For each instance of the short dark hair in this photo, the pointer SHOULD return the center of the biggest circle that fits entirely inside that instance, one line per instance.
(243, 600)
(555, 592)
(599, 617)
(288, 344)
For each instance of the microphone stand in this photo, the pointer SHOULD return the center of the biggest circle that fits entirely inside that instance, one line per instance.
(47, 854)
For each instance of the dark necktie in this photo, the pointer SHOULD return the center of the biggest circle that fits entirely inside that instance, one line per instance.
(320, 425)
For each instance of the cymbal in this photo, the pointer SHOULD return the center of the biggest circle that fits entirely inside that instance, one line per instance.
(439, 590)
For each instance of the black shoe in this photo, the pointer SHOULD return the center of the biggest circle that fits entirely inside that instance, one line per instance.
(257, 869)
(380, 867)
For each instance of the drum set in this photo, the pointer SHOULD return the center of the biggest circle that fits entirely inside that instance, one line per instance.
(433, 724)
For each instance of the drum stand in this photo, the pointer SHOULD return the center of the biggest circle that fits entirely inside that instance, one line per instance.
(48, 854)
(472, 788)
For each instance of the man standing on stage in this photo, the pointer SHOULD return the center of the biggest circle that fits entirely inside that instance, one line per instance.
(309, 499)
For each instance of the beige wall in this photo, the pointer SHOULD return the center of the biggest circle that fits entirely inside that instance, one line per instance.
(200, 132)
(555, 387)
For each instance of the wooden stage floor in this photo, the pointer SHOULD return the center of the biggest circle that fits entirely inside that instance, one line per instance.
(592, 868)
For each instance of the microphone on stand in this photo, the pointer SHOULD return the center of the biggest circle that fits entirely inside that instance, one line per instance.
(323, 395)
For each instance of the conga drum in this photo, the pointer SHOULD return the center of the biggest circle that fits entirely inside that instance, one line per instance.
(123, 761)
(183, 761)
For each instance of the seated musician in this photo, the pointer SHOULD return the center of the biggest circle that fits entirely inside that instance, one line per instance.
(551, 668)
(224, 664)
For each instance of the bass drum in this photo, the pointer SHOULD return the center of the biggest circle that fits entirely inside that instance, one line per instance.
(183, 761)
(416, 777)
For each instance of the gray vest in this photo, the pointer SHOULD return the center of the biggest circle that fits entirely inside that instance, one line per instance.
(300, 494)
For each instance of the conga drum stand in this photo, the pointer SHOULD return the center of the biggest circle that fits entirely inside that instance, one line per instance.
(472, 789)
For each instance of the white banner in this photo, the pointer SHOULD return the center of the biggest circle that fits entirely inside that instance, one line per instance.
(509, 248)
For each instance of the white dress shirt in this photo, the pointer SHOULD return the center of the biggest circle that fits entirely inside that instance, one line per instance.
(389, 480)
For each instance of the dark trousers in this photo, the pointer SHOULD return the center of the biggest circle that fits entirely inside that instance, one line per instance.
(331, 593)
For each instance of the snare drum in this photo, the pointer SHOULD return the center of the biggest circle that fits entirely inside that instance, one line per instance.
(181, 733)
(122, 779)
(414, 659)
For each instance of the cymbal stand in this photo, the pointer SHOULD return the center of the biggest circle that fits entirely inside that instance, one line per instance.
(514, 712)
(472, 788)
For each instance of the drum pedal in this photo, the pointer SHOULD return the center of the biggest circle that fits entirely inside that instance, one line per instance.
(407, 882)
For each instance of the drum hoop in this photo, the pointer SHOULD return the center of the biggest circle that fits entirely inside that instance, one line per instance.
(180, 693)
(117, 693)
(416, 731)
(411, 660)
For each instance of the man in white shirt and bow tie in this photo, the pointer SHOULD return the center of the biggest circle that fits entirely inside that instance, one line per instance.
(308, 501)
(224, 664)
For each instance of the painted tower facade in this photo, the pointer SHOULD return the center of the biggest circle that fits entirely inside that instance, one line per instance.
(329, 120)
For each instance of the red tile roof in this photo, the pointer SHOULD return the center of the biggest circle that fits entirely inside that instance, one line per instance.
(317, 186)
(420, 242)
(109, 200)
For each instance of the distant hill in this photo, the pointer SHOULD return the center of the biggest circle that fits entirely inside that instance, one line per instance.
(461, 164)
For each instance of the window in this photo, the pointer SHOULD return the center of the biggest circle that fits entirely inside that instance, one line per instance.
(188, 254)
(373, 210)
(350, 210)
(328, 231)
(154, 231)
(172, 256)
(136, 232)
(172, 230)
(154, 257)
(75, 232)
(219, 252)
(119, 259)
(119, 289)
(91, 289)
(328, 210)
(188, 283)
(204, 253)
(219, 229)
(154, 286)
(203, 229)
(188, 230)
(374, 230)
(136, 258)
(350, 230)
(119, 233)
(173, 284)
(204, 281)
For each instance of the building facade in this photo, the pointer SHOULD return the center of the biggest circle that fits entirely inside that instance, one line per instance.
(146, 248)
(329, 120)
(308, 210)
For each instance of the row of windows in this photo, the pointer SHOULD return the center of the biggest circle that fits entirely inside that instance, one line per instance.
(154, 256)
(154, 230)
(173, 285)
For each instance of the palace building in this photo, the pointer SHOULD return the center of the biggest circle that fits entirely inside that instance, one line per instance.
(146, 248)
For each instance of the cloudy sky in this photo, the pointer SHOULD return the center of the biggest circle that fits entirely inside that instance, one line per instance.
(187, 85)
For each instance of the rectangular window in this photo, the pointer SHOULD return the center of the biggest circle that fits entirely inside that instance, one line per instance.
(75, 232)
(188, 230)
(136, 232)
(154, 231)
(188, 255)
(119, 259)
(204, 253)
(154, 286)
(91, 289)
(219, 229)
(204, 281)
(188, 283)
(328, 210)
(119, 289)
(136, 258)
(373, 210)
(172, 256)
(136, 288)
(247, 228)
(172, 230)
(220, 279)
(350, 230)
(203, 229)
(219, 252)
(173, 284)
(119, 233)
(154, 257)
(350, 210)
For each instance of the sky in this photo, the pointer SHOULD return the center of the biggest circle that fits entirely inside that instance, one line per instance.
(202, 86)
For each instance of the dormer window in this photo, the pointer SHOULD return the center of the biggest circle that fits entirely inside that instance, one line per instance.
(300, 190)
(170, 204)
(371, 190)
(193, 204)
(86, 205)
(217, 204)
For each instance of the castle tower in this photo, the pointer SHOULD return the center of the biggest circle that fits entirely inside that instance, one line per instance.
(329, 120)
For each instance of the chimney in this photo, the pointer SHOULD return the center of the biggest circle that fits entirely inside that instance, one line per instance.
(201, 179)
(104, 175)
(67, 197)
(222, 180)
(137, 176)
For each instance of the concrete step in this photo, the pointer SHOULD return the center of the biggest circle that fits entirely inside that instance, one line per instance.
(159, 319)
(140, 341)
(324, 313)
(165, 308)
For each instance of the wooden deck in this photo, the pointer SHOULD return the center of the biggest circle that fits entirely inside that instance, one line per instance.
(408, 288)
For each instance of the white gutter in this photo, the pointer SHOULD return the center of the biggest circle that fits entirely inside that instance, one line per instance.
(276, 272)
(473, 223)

········

▸ WORK ORDER
Please transcribe every entry above exactly as it appears.

▸ TASK RESULT
For each instance of the short dark hair in this photo, the pointer SHOULD return the center of the biggest circle that fits entirely inside that instance, one line per instance.
(243, 600)
(555, 592)
(599, 617)
(288, 344)
For each instance of the microphone stand in this photo, the pointer SHOULD return the center of the biggest circle that fits entirely inside that instance, one line per instance.
(47, 854)
For each instance of the dark necktie in this photo, the pointer SHOULD return the center of the biggest circle that fits entirely inside that instance, one line per instance.
(320, 425)
For each instance of the cymbal in this photo, the pointer SHOULD return the center of the biggest circle that fits entirely inside that instance, one line per instance.
(439, 590)
For each instance of the black shoe in this photo, the pointer SHOULD return the center of the biggest circle that fits entirely inside that instance, one line per instance.
(257, 869)
(380, 867)
For each instance of the drum set in this photo, the pointer SHOULD return the center of the biggest circle that fits entirely inside that instance, one line per instance.
(433, 724)
For each instance of the drum stand in this photo, the pointer SHOULD return the center of the biggest circle that fits entirely inside that instance, one line per instance.
(48, 854)
(472, 788)
For each instance of the man standing on stage in this photo, the pointer SHOULD return the center of the biggest circle that fits entirely inside that instance, one line per instance.
(309, 499)
For each instance of the beige wall in this photo, the pointer SHOULD return the center of the biggest circle that fits entirely inside that instance, one line per instance.
(200, 132)
(555, 387)
For each instance of the wooden stage floor in this photo, the pointer SHOULD return the center of the biggest circle that fits entirely inside that instance, one line per instance.
(592, 868)
For each instance of the microphone on stand in this photo, the pointer SHOULD return the center of the biggest circle that fits entirely inside that instance, one line per instance.
(323, 395)
For each instance of the conga drum in this photo, the pointer SHOULD return the center of the biggest circle that fits entirely inside that instance, one line per instance.
(123, 761)
(183, 761)
For each instance of the seated musician in this photo, the pointer SHOULD return the center of the biggest circle that fits entirely inside that instance, one line per instance.
(551, 668)
(224, 664)
For each instance of the bass drum in this photo, the pointer SHOULD return the center of the biggest circle that fits entirely inside that instance, one line per instance.
(183, 761)
(416, 777)
For each instance of the gray vest in this photo, the pointer SHOULD return the center of the biggest circle that fits entirely inside that instance, one line per instance.
(300, 494)
For each instance of the conga drum stand in this photo, the pointer SHOULD return the center of the biggest circle that fits entirely inside that instance, one line per instance.
(472, 789)
For each instance of the white banner in this photo, the pointer SHOULD return the center of the biggest circle that fits entirely inside that instance, one line per instance.
(509, 248)
For each instance of the white dress shirt in this photo, the pointer SHOULD return the center of the biggest circle that fits entirely inside that instance, one line per instance.
(389, 480)
For each instance of the dark trousers in this photo, the pointer SHOULD return the center of the biggest circle that fits entirely inside that instance, one line per instance.
(331, 593)
For each instance of the snare drum in this photo, the pointer SHOULD return the center of the biggest circle that fits entirely inside that instance, one line per instance.
(181, 733)
(122, 779)
(414, 659)
For each instance of the cymbal stand in this photo, the pointer SHOULD return the center of the biggest circle that fits entirely inside that instance, one line per instance.
(514, 712)
(472, 788)
For each instance of the drum pedal in this photo, the pointer SHOULD return the center of the biggest circle that fits entirely inside that instance, one line per instance.
(407, 882)
For each instance of the drum hoop in this photo, the pointer SHOULD return the center of the biggest circle that fits entirely inside that instance, one line per instance.
(180, 693)
(117, 693)
(416, 731)
(411, 660)
For each instance of the man in white shirt and bow tie in this photo, the pointer SHOULD return the center of the biggest circle that fits entirely inside that instance, one line per instance.
(308, 501)
(224, 664)
For each instance of the painted tower facade in this photo, the pointer SHOULD return the center of the biggest circle that fits entirely inside that instance, one line per instance.
(329, 120)
For each instance of the red tile roof in this photo, the pointer SHOULD return the center of the biggest circle that fits entirely inside that instance, one line per instance.
(317, 186)
(420, 242)
(109, 200)
For each instance of the distant hill in this photo, the pointer SHOULD return the center of the biggest circle that fits entirely inside that instance, one line per instance.
(461, 164)
For each instance of the window in this photo, the pointer SHOULD return the center of the biggest circle that fits entirely inside that instance, one line per instance.
(188, 254)
(373, 210)
(350, 210)
(328, 231)
(154, 231)
(172, 256)
(136, 232)
(172, 230)
(154, 257)
(75, 232)
(219, 252)
(119, 259)
(119, 289)
(91, 289)
(328, 210)
(188, 283)
(204, 253)
(219, 229)
(154, 286)
(203, 229)
(188, 230)
(374, 230)
(136, 258)
(350, 230)
(119, 233)
(173, 284)
(204, 281)
For each instance of the building facade in this photo, the pointer SHOULD return the center of the biggest circle that fits entirely inside that instance, one line per instance.
(146, 248)
(329, 120)
(308, 210)
For each instance of the row of windows in this photo, the pointer SHOULD return the center of the biggest circle that fits entirely inside that instance, one line per instance.
(154, 256)
(154, 230)
(173, 285)
For each instance of the palace building in this photo, the pointer SHOULD return the center of the biggest circle that fits entirely inside that instance, one line per instance.
(146, 248)
For each instance of the cloudy sky in this photo, the pointer SHOULD return the center of the biggest circle that fits entirely inside that instance, one line per instance.
(187, 85)
For each instance of the rectangular window in this photo, the pointer SHOULD return the center of the biggest circle that fits entirely inside that instance, one line per instance.
(75, 232)
(188, 230)
(136, 232)
(154, 231)
(188, 255)
(119, 259)
(204, 253)
(154, 286)
(91, 289)
(219, 229)
(204, 281)
(188, 283)
(328, 210)
(119, 289)
(136, 258)
(373, 210)
(172, 256)
(136, 288)
(247, 228)
(172, 230)
(220, 279)
(350, 230)
(203, 229)
(219, 252)
(173, 284)
(119, 233)
(154, 257)
(350, 210)
For each instance of the sky in this photo, the pointer SHOULD return the center of the biggest circle that fits entirely inside that instance, one line per instance.
(202, 86)
For each instance of the dormer window in this photo, the pointer SHOULD return the center of the biggest circle that fits entirely inside that instance, one line per instance.
(300, 190)
(170, 204)
(371, 190)
(193, 204)
(86, 205)
(217, 204)
For each instance of the castle tower in this photo, the pointer SHOULD return the center of the biggest circle that fits entirely inside that instance, one line per instance.
(329, 120)
For each instance of the chimney in this photo, the pointer SHOULD return the center of the biggest circle that fits entirely inside that instance, one line per instance.
(201, 179)
(104, 175)
(67, 197)
(222, 180)
(137, 176)
For each instance of the concrete step in this photo, the pointer SHOULD return the center of the biggest circle that fits entirely inside that instance, one line per instance.
(159, 319)
(140, 341)
(324, 313)
(165, 308)
For each instance of the wooden deck in this photo, the pointer SHOULD return the center of the biggest circle that fits entirely inside that instance, one line per instance.
(408, 288)
For each instance of the white gutter in this photo, the pointer SHOULD return the center of the biggest circle that fits entirely inside that instance, one line per instance.
(276, 272)
(473, 223)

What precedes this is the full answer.